## Jobs
1) Answer these questions using the Amazon EMR exam text:
(a) Which open-source framework is used to manage the cluster?
(b) How large is the temporary file that the application generates?
(c) Where is the output of the job stored?
2) Extend the Amazon EMR exam text beyond its final line of options.

AWS Certified Solutions Architect – Professional SAP-C01 – Question199

With Amazon Elastic MapReduce (Amazon EMR) you can analyze and process vast amounts of data. The cluster is managed using an open-source framework called Hadoop. You have set up an application to run Hadoop jobs. The application reads data from DynamoDB and generates a temporary file of 100 TBs. The whole process runs for 30 minutes and the output of the job is stored to S3.
Which of the below mentioned options is the most cost effective solution in this case?

A.
Use Spot Instances to run Hadoop jobs and configure them with EBS volumes for persistent data storage.
B. Use Spot Instances to run Hadoop jobs and configure them with ethereal storage for output file storage.
C. Use an on demand instance to run Hadoop jobs and configure them with EBS volumes for persistent storage.
D. Use an on demand instance to run Hadoop jobs and configure them with ephemeral storage for output file storage.

## Entries shown
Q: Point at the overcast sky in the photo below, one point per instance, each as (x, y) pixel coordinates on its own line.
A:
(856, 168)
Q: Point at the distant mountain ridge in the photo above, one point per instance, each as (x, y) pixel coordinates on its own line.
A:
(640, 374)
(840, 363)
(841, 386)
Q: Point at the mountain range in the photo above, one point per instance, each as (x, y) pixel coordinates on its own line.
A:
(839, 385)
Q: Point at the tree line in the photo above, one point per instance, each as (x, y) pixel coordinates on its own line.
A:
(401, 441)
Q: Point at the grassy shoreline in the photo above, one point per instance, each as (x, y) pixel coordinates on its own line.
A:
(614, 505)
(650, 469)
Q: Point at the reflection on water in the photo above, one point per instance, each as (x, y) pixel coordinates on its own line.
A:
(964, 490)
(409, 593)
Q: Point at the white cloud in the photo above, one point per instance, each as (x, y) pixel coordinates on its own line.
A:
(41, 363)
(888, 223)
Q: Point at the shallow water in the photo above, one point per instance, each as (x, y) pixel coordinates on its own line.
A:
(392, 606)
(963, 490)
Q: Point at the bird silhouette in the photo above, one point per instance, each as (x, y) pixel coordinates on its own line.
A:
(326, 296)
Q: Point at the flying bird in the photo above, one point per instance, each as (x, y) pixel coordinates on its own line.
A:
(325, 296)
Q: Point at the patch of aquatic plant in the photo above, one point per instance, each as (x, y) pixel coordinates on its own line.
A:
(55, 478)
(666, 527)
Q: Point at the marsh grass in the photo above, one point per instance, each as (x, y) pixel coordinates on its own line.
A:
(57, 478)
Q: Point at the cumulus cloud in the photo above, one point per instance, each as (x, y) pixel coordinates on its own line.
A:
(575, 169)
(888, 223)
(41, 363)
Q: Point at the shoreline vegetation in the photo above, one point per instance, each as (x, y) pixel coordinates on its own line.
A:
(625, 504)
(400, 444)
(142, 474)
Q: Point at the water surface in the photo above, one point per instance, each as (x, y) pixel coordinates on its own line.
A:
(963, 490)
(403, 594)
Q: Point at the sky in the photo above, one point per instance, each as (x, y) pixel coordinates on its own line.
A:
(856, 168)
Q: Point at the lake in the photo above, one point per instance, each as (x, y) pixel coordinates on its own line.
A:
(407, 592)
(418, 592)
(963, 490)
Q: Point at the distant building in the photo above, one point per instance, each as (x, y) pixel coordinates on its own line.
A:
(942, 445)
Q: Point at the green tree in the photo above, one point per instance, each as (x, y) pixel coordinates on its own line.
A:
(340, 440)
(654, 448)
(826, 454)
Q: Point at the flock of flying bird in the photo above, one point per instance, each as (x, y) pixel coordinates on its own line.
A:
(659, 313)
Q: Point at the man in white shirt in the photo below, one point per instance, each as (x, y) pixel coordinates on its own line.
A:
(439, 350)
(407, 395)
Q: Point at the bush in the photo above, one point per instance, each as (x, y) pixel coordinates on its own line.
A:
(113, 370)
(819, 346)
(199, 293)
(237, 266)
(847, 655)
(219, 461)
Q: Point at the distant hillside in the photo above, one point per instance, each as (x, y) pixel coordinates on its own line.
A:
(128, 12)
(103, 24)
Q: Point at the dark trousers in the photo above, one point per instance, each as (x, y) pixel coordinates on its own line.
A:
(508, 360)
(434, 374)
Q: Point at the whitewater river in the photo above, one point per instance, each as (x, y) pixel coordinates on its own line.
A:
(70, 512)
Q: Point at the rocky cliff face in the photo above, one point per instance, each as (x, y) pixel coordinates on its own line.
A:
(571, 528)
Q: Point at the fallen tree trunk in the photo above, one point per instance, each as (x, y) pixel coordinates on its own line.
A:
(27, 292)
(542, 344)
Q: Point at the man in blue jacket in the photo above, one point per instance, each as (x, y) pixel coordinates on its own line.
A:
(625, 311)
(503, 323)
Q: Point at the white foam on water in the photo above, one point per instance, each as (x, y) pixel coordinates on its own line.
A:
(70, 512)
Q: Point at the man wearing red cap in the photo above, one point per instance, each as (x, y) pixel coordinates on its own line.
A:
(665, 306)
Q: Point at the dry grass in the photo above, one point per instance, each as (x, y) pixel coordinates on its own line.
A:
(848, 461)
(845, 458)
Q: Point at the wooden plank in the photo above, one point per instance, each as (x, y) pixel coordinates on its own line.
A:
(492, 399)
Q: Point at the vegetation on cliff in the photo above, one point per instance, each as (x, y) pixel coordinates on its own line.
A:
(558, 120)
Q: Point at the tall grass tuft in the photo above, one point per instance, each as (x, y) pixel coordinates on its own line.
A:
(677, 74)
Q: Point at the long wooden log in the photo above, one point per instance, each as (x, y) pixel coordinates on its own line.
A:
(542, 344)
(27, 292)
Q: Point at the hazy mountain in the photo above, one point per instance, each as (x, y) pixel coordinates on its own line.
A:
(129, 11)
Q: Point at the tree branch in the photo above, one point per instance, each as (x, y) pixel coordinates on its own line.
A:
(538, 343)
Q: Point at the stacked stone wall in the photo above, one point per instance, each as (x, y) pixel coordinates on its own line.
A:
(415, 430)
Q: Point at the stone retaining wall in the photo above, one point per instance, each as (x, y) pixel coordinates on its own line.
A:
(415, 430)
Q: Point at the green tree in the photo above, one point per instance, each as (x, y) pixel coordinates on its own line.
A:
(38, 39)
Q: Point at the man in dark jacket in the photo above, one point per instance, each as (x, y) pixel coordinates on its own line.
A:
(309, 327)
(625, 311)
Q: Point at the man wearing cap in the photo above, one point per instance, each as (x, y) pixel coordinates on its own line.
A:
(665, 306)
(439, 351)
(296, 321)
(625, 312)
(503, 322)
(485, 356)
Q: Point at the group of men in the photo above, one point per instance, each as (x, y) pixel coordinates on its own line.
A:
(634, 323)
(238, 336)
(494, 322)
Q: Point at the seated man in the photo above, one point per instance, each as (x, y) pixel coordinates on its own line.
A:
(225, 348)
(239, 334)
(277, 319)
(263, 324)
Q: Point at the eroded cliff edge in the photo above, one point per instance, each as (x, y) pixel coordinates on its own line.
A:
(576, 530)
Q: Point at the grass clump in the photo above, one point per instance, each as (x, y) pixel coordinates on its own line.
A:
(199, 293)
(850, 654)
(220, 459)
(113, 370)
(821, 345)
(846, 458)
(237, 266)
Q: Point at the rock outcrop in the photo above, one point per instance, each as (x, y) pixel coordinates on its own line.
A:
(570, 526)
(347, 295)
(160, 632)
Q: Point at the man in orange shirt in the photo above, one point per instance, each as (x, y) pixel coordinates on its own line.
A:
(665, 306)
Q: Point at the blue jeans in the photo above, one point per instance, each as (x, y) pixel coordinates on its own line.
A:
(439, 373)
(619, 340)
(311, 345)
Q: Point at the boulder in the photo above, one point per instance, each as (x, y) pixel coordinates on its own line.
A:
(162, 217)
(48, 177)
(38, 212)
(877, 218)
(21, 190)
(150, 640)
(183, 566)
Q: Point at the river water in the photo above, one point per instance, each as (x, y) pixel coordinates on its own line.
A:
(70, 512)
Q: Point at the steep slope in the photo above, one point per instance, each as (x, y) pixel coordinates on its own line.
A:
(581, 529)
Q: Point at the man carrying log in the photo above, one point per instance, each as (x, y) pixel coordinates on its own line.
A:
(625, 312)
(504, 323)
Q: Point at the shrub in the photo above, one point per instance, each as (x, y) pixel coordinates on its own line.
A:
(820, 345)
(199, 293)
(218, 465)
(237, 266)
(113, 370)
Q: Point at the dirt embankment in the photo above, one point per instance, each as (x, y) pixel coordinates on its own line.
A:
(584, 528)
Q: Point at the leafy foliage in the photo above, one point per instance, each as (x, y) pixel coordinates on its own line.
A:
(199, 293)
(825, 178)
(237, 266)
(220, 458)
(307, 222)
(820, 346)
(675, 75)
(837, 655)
---
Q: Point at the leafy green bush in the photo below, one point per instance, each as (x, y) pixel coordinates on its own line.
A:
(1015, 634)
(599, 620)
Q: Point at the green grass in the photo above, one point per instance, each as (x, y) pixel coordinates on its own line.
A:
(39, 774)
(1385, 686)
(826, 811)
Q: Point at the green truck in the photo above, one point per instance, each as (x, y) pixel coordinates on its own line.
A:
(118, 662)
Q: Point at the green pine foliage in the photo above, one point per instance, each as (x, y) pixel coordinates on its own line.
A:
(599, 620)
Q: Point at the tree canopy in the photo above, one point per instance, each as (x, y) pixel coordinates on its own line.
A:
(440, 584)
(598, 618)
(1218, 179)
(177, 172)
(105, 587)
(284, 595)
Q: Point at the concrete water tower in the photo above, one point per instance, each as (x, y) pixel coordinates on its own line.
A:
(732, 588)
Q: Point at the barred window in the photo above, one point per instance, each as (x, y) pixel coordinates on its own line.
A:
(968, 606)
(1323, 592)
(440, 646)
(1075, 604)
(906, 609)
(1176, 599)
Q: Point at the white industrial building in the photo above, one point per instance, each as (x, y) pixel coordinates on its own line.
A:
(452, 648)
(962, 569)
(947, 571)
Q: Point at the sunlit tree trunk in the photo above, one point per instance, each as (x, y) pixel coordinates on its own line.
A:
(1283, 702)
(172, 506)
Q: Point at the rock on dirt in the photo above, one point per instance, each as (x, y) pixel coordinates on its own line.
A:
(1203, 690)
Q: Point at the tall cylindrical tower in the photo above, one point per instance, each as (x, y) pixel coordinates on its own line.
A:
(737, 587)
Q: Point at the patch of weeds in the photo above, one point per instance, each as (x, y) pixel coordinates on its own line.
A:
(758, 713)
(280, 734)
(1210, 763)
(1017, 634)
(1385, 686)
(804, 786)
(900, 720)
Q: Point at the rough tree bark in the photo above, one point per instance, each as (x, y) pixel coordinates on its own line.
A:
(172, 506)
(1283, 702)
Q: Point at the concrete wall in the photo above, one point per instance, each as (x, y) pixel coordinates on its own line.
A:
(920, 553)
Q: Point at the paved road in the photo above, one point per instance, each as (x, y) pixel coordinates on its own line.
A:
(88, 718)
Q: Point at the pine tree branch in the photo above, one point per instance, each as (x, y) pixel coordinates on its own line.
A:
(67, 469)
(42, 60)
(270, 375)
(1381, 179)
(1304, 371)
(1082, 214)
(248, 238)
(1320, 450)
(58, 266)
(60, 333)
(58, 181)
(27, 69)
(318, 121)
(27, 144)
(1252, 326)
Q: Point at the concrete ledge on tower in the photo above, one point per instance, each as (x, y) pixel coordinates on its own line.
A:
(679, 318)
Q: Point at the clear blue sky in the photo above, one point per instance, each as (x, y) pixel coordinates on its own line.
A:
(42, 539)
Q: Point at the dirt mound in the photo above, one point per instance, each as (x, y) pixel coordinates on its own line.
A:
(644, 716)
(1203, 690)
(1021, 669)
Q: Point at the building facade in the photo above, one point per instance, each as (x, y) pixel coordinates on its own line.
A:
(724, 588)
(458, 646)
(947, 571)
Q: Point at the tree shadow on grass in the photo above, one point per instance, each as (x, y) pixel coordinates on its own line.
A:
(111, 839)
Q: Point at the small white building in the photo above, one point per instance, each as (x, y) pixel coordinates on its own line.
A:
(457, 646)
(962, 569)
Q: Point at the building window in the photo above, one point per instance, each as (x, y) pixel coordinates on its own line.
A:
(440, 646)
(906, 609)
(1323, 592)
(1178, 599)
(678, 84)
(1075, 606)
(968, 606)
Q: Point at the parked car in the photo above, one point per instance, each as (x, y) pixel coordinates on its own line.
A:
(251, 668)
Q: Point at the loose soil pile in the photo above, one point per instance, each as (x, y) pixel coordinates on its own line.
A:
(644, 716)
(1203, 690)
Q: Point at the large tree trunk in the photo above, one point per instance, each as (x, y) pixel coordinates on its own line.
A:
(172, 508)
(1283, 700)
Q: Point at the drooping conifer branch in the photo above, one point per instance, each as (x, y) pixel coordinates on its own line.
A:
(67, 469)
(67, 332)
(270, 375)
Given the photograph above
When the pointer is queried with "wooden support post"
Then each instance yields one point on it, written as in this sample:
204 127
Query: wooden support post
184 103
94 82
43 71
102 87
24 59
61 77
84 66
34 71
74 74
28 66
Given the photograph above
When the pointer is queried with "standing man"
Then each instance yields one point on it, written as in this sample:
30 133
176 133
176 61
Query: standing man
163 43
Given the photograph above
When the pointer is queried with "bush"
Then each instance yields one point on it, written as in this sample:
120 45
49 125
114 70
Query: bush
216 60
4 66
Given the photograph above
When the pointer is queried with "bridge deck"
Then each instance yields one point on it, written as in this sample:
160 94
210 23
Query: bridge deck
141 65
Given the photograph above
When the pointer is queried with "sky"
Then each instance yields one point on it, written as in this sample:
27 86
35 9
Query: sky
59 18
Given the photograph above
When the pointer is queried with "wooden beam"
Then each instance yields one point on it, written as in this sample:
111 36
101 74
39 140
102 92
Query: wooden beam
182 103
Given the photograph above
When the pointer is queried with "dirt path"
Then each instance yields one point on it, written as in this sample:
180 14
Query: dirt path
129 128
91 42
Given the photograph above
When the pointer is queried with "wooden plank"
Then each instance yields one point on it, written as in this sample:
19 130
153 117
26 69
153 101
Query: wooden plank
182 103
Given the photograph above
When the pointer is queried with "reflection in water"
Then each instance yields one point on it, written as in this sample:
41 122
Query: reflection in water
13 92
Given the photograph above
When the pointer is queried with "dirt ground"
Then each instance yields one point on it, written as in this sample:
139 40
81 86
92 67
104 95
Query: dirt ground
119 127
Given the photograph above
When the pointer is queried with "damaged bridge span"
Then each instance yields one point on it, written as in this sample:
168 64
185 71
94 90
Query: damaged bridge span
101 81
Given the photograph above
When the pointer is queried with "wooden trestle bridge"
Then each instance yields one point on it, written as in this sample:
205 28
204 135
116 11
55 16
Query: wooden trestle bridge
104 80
* * *
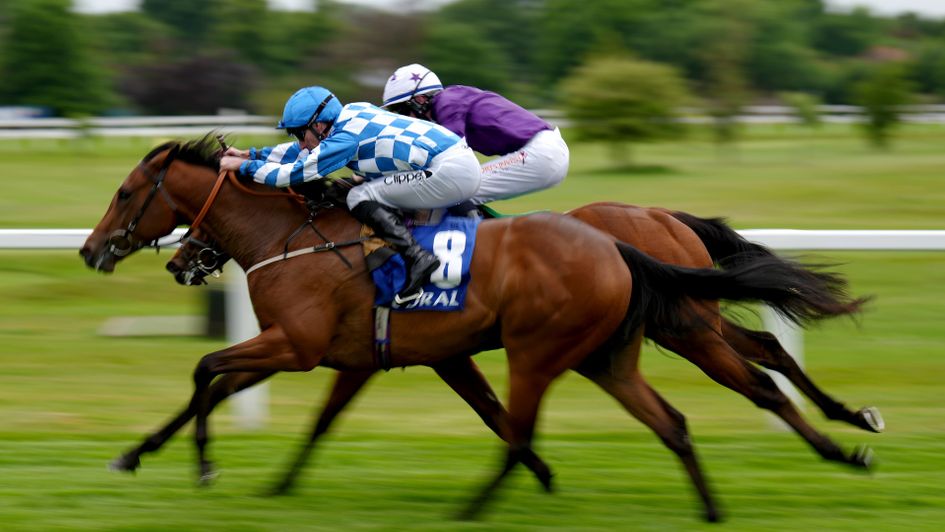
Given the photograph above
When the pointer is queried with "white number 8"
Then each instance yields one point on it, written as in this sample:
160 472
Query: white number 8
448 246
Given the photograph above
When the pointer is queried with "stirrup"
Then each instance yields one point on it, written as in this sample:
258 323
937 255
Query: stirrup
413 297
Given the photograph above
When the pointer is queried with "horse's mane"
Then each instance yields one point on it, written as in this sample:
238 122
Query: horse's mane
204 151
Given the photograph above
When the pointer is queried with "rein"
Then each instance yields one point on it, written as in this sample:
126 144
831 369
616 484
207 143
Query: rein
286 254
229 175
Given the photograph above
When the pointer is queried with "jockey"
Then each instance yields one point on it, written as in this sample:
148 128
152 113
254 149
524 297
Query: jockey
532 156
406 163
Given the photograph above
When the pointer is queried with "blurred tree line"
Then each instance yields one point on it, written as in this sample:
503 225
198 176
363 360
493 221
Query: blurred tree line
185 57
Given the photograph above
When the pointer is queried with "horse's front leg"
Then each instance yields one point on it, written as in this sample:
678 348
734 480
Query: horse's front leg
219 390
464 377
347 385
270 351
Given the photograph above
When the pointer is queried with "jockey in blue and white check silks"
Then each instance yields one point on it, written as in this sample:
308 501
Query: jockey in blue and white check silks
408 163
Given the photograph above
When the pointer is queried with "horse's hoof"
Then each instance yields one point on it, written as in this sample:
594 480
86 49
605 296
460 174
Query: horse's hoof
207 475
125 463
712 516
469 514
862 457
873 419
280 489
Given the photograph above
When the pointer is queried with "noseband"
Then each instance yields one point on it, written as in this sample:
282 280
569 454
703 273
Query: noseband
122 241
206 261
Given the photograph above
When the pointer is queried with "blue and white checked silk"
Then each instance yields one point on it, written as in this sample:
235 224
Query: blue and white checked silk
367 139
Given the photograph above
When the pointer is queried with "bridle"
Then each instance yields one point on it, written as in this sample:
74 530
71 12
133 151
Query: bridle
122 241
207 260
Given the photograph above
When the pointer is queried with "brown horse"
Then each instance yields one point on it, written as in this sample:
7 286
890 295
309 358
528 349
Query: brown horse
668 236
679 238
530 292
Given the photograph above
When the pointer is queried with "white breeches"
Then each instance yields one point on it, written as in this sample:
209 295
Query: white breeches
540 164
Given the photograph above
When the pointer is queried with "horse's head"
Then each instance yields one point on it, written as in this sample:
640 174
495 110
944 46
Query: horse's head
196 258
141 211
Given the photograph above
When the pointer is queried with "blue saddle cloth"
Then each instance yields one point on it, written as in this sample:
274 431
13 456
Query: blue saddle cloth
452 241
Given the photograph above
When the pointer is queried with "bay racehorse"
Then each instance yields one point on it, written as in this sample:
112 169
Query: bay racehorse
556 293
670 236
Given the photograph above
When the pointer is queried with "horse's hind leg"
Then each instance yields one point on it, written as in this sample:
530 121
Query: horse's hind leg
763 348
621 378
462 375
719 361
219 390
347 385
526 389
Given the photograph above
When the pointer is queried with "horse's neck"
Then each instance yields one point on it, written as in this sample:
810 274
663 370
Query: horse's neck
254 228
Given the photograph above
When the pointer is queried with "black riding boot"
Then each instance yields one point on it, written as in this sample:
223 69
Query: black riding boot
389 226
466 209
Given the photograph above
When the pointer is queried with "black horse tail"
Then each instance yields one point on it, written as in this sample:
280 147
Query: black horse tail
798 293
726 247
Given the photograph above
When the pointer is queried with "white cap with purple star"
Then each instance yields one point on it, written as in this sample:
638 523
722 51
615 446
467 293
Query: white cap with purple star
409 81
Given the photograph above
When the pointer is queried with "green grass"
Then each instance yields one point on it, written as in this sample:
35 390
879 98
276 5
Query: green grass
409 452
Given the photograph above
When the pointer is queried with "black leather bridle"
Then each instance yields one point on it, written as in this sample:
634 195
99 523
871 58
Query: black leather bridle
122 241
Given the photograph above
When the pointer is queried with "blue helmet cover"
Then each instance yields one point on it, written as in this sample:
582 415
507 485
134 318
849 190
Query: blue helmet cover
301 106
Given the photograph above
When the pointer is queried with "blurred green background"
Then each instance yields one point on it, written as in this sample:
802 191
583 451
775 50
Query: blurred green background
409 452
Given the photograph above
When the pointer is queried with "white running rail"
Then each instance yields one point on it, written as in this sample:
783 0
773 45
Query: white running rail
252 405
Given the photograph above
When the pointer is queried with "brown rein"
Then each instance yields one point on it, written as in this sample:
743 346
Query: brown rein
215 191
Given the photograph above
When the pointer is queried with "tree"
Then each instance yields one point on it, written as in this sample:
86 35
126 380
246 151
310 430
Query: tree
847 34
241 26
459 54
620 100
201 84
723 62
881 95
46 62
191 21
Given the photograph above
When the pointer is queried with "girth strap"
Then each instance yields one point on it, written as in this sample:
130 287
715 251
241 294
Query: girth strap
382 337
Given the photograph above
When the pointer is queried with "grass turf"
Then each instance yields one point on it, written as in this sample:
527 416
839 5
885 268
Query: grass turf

## Task results
1)
(a) Hadoop.
(b) 100 TBs.
(c) In S3.

2)
Correct Answer: B

Explanation:

Explanation: AWS EC2 Spot Instances allow the user to quote his own price for the EC2 computing capacity. The user can simply bid on the spare Amazon EC2 instances and run them whenever his bid exceeds the current Spot Price. The Spot Instance pricing model complements the On-Demand and Reserved Instance pricing models, providing potentially the most cost-effective option for obtaining compute capacity, depending on the application. The only challenge with a Spot Instance is data persistence as the instance can be terminated whenever the spot price exceeds the bid price. In the current scenario a Hadoop job is a temporary job and does not run for a longer period. It fetches data from a persistent DynamoDB. Thus, even if the instance gets terminated there will be no data loss and the job can be re-run. As the output files are large temporary files, it will be useful to store data on ethereal storage for cost savings.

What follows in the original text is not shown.